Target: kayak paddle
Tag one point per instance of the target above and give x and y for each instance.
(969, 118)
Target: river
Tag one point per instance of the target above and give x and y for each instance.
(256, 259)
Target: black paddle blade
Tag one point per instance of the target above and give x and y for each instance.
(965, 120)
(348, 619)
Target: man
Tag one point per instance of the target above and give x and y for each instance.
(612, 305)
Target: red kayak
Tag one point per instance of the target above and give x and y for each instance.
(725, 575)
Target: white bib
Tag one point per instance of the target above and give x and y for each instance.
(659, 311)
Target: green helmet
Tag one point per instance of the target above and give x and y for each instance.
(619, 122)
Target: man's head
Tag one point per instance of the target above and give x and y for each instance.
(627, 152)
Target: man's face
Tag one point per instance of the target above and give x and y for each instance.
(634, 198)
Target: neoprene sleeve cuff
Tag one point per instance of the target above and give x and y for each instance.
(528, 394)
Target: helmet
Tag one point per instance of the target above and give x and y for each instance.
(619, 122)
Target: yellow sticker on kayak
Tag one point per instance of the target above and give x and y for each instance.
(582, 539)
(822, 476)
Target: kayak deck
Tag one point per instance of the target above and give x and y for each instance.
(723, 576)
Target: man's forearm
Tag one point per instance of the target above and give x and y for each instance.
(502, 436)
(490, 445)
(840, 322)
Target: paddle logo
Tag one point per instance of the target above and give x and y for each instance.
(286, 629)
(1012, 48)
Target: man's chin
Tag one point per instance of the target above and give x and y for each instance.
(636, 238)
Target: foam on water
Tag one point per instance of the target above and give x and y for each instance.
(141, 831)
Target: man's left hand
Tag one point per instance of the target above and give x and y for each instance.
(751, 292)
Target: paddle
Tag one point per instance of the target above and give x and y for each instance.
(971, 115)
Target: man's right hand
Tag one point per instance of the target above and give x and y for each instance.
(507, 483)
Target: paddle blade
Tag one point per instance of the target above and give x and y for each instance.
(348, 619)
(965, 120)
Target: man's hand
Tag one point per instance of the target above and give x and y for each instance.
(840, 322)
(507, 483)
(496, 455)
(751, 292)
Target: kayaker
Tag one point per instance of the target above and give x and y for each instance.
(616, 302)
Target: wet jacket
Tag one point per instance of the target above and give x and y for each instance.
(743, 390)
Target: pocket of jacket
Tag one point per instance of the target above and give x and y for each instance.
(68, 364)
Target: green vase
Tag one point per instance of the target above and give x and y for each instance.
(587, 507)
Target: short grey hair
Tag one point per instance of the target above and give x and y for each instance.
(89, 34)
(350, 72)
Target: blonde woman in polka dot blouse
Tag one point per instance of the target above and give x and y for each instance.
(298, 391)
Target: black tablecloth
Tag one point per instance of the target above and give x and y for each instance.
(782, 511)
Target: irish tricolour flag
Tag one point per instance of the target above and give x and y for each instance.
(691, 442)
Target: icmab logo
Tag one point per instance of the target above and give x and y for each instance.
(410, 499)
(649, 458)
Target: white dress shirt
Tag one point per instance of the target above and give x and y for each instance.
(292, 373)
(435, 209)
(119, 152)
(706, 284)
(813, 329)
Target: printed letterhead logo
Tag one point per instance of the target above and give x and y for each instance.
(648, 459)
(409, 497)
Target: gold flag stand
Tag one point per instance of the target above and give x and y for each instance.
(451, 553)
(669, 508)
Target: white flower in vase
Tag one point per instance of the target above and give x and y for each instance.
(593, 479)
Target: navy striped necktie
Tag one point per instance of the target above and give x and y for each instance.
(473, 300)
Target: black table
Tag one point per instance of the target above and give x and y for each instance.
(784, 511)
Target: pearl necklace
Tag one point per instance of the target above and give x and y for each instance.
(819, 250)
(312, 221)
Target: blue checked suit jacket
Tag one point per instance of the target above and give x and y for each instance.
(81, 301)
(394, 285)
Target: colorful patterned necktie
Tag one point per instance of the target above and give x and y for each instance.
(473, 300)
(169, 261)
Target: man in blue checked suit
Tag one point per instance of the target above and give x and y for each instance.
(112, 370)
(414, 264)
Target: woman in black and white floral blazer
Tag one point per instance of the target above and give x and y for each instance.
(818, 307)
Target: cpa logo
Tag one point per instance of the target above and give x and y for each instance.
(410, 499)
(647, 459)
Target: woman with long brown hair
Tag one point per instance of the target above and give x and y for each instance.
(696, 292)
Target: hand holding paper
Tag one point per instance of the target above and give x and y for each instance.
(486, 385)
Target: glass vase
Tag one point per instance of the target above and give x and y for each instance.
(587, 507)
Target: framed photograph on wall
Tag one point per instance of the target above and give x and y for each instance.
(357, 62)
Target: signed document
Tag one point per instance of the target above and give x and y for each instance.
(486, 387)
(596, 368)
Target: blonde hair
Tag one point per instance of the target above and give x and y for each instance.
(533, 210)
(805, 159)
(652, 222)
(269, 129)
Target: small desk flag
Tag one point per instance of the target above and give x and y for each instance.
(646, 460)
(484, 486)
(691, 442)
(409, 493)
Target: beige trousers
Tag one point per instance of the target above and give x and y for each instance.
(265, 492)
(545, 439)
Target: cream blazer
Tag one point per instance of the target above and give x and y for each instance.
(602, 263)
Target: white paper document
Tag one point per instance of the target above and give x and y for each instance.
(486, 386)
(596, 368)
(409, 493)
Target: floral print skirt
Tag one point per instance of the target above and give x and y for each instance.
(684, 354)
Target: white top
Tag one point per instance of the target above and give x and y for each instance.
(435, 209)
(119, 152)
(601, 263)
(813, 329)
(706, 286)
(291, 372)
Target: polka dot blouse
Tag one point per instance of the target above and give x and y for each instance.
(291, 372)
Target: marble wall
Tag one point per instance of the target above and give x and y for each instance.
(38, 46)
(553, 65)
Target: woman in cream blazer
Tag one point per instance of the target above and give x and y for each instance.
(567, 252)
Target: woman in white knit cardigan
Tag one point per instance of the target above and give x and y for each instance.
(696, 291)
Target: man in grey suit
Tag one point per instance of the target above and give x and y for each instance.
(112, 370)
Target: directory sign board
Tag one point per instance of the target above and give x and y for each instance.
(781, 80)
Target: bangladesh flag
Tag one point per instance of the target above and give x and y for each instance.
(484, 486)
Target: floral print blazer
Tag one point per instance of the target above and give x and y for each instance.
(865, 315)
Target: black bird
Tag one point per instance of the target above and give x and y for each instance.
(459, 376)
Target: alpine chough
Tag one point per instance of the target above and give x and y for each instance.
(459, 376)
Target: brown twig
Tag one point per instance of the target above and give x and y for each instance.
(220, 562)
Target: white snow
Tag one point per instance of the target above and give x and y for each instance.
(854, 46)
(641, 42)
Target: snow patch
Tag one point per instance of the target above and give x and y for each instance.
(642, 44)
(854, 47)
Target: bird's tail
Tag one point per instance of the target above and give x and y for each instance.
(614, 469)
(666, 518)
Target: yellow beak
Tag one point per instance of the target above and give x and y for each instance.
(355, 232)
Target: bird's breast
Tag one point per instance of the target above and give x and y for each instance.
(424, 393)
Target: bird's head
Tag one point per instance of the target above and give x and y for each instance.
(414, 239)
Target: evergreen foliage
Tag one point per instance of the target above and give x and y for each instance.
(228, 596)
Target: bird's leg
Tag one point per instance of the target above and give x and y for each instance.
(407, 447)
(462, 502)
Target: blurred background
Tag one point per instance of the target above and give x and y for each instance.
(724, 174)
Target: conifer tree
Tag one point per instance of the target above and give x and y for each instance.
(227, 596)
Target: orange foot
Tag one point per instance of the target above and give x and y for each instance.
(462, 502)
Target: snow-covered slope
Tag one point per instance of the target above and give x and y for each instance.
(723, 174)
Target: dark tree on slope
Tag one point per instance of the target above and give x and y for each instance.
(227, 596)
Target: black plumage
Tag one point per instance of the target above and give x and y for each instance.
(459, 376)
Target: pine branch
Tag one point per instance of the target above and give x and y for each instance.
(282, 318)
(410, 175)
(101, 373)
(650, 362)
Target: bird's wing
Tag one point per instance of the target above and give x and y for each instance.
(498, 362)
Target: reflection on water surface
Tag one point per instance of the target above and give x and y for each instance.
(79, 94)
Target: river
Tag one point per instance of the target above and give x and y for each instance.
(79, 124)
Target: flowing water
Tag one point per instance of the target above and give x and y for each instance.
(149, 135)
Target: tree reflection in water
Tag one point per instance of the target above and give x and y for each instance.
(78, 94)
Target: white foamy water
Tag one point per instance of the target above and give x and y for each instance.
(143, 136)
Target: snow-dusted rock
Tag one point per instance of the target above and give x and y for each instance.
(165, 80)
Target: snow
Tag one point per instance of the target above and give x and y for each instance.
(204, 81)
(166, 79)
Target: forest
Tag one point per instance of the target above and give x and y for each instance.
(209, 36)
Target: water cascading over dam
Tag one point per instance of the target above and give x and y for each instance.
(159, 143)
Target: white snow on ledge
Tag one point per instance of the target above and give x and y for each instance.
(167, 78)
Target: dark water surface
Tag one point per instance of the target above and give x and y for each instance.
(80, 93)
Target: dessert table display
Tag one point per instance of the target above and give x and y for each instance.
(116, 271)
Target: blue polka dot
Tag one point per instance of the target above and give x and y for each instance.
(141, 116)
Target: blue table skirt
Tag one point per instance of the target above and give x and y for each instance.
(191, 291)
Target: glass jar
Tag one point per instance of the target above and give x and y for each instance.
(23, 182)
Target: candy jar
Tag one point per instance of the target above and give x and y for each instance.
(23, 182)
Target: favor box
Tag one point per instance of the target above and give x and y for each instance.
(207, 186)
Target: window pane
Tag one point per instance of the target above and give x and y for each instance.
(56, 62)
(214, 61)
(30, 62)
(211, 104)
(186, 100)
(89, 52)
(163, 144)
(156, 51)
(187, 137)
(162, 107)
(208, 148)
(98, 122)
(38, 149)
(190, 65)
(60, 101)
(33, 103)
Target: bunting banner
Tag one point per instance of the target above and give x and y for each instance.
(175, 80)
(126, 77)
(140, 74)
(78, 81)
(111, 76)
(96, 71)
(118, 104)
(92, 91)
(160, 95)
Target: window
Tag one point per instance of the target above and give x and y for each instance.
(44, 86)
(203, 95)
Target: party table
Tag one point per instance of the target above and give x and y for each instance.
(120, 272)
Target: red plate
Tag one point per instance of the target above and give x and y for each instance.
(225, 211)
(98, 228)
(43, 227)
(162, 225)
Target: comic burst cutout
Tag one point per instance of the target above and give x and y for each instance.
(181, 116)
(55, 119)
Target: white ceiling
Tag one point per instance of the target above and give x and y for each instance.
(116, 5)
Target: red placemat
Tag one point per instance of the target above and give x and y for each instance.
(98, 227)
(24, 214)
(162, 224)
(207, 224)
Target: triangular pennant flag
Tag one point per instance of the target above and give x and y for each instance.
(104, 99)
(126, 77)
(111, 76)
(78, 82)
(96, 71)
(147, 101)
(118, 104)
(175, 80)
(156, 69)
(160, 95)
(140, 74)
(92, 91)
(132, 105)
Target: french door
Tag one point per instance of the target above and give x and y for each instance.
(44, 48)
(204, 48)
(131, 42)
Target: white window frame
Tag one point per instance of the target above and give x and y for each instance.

• • • • •

Request
Repeat the line containing "Target: comic burst cutout" and all subsequent lines through the final line of the data, exactly and with no others.

Result for this exercise
Target: comic burst cutout
Tag one point per instance of the target above and give x and y for each instance.
(181, 116)
(55, 119)
Target: white ceiling
Tag one point per instance of the target above and give x and y for each instance.
(116, 5)
Target: red placemat
Tag one point per instance of the target above and give x and y for each instance.
(98, 227)
(24, 214)
(162, 224)
(207, 224)
Target: triangular pennant flag
Tag one point per instance of the target above and give x and y for each instance.
(104, 99)
(126, 77)
(111, 76)
(78, 82)
(96, 71)
(147, 101)
(118, 104)
(175, 80)
(156, 69)
(160, 95)
(140, 74)
(92, 91)
(132, 105)
Target: french door
Tag one point per instance of the target above and give x and y for each instance.
(44, 48)
(204, 48)
(131, 42)
Target: white window frame
Tag one point per instance of the target above and give x and y for each instance.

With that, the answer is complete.